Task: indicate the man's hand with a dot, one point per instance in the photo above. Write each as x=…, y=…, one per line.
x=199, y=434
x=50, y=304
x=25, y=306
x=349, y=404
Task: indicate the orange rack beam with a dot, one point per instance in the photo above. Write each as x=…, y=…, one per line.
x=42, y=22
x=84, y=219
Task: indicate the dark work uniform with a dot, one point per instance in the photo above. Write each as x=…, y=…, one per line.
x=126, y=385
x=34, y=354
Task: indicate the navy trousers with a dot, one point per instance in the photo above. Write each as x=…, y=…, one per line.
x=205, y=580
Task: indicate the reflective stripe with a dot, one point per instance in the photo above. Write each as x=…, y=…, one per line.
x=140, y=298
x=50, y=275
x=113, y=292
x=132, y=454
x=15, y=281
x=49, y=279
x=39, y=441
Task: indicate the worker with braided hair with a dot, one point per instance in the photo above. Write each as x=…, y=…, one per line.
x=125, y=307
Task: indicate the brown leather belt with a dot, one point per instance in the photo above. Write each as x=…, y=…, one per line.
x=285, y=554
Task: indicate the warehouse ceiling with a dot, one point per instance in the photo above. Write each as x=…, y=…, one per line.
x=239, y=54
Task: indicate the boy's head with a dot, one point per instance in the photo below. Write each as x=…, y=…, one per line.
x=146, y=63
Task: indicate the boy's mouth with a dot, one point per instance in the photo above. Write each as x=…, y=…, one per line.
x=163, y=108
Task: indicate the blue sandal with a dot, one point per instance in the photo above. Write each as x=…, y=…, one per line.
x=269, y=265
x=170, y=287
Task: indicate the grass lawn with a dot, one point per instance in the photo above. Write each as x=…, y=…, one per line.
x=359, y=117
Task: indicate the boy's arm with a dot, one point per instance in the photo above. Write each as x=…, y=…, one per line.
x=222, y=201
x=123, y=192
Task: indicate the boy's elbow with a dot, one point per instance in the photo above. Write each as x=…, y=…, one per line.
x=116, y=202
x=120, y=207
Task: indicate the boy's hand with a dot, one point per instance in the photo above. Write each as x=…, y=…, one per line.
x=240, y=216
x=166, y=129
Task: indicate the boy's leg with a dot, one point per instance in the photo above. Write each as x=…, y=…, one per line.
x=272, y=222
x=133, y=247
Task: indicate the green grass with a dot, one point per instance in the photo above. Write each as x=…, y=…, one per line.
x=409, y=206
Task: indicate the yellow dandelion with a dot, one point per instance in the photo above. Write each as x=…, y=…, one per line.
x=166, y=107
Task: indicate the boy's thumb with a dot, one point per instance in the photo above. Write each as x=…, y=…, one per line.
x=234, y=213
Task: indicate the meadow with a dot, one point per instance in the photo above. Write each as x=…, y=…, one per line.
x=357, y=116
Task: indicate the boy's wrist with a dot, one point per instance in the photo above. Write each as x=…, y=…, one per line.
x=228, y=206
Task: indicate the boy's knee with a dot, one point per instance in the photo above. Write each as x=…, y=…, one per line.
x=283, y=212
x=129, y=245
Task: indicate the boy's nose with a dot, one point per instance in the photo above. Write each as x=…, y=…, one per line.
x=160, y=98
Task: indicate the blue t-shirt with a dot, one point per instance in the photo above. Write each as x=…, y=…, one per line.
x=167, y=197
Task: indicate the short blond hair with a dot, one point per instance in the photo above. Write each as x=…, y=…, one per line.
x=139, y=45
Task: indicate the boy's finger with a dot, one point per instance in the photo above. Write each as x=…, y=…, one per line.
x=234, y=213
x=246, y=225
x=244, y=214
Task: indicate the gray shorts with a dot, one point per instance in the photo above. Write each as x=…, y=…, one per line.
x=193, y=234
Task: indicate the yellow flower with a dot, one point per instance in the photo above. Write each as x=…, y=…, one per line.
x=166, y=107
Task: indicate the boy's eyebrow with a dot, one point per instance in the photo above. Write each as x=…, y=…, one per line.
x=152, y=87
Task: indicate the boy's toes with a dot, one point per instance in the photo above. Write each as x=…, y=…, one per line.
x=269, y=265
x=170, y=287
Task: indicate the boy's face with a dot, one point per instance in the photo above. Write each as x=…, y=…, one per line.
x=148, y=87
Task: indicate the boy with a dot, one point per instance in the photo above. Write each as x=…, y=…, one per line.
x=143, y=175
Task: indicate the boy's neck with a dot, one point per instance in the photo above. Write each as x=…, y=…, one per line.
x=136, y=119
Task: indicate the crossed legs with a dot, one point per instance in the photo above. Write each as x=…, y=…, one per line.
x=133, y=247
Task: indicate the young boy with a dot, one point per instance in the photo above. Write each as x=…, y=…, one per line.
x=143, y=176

========================

Word for word, transcribe each record.

Task: indicate the man's hand with a dot, one point per instance in the photo above. Write each as x=…, y=…, one per line.
x=199, y=434
x=50, y=304
x=25, y=306
x=349, y=404
Task: indicate the orange rack beam with a dot, one point per instance in the photo above. Write each as x=…, y=…, one per line.
x=42, y=22
x=84, y=219
Task: indicate the dark work uniform with a dot, one point per instance in the photo above. Write each as x=…, y=…, one per line.
x=126, y=385
x=34, y=354
Task: indicate the navy trousers with a dot, one point per instance in the photo above. Write each as x=…, y=…, one per line.
x=205, y=580
Task: indicate the reflective stripe with a dot, one point per instance in the photo above. Write each as x=…, y=…, one per line.
x=140, y=298
x=50, y=275
x=113, y=292
x=132, y=454
x=15, y=281
x=49, y=279
x=39, y=441
Task: indicate the worker with braided hair with a dot, one point per instance in the photo above. Write each as x=…, y=…, one per line.
x=125, y=307
Task: indicate the brown leather belt with a dot, one point per instance in the photo above. Write each as x=…, y=…, one per line.
x=285, y=554
Task: indicate the warehouse ceiling with a dot, one point per instance in the photo above. Write each as x=…, y=…, one per line.
x=239, y=54
Task: indicate the boy's head with a dot, one point per instance in the photo below. Write each as x=…, y=…, one per line.
x=146, y=63
Task: indicate the boy's mouth with a dot, one point per instance in the photo above. Write each as x=…, y=…, one per line.
x=163, y=108
Task: indicate the blue sandal with a dot, one point per instance in the photo above. Write each as x=…, y=…, one per line.
x=269, y=265
x=170, y=287
Task: indicate the grass lawn with a dot, one point per instance in the photo above. Write each as x=…, y=…, one per line.
x=359, y=117
Task: indicate the boy's arm with a dot, one point per instance in the photo above. Write each as x=…, y=…, one per line.
x=222, y=201
x=123, y=192
Task: indicate the boy's elbow with a dot, one point per instance in the photo above. Write each as x=…, y=…, one per line.
x=116, y=202
x=120, y=207
Task: indicate the boy's hand with a dot, one point per instance in the photo above. Write each as x=…, y=…, one per line.
x=240, y=216
x=166, y=129
Task: indicate the boy's leg with a dot, one point per instance in the photo above. Write each as x=…, y=…, one per line.
x=272, y=222
x=133, y=247
Task: indicate the green grass with a dot, one point per instance in the photo above. Write each as x=…, y=…, one per line.
x=409, y=206
Task: indicate the yellow dandelion with a dot, one point per instance in the photo above. Write each as x=…, y=…, one per line.
x=166, y=107
Task: indicate the boy's thumb with a dot, one point per instance in the photo above. Write each as x=…, y=…, one per line.
x=234, y=213
Task: indicate the meadow with a dot, one point per instance in the photo above. Write each as x=…, y=…, one per line.
x=357, y=116
Task: indicate the boy's wrist with a dot, one point per instance in the photo above. Write each as x=…, y=…, one per line.
x=228, y=206
Task: indicate the boy's knee with a dot, one point per instance in the photo above. Write each as x=…, y=…, one per line.
x=283, y=212
x=129, y=245
Task: indicate the boy's nose with a dot, one point per instance in the photo above. Write each as x=…, y=…, one per line.
x=160, y=98
Task: indicate the blue t-shirt with a dot, one point per instance in the photo above. Write each as x=…, y=…, one per line.
x=167, y=197
Task: indicate the short blond hair with a dot, one point per instance in the photo above. Write each as x=…, y=…, one per line.
x=139, y=45
Task: indicate the boy's finger with a dot, one point per instance in the photo above. Write each as x=…, y=…, one per line.
x=234, y=213
x=246, y=225
x=244, y=214
Task: indicate the gray shorts with a dot, one point per instance in the photo above. Write each as x=…, y=…, one per line.
x=193, y=234
Task: indicate the yellow flower with a dot, one point per instance in the photo above. Write each as x=…, y=…, one per line.
x=166, y=107
Task: indicate the boy's eyebrow with a dot, one point per instance in the photo above. Write each as x=…, y=…, one per line.
x=152, y=87
Task: indicate the boy's toes with a dot, one point per instance in the photo above. Write each as x=…, y=…, one per line.
x=269, y=265
x=170, y=287
Task: indicate the boy's face with a dot, one point per instance in the photo above. Write each as x=…, y=…, one per line.
x=148, y=87
Task: indicate the boy with a dot, one point per instance in the photo above. Write each as x=…, y=…, one per line.
x=143, y=175
Task: indicate the boy's neck with a dot, one point per instance in the photo above. Write each as x=…, y=…, one per line.
x=136, y=119
Task: indicate the crossed legs with a dot, one point per instance in the photo above. Write each as x=…, y=…, one per line.
x=133, y=247
Task: indicate the young boy with a dot, one point per instance in the photo above. Write each as x=…, y=…, one per line.
x=143, y=176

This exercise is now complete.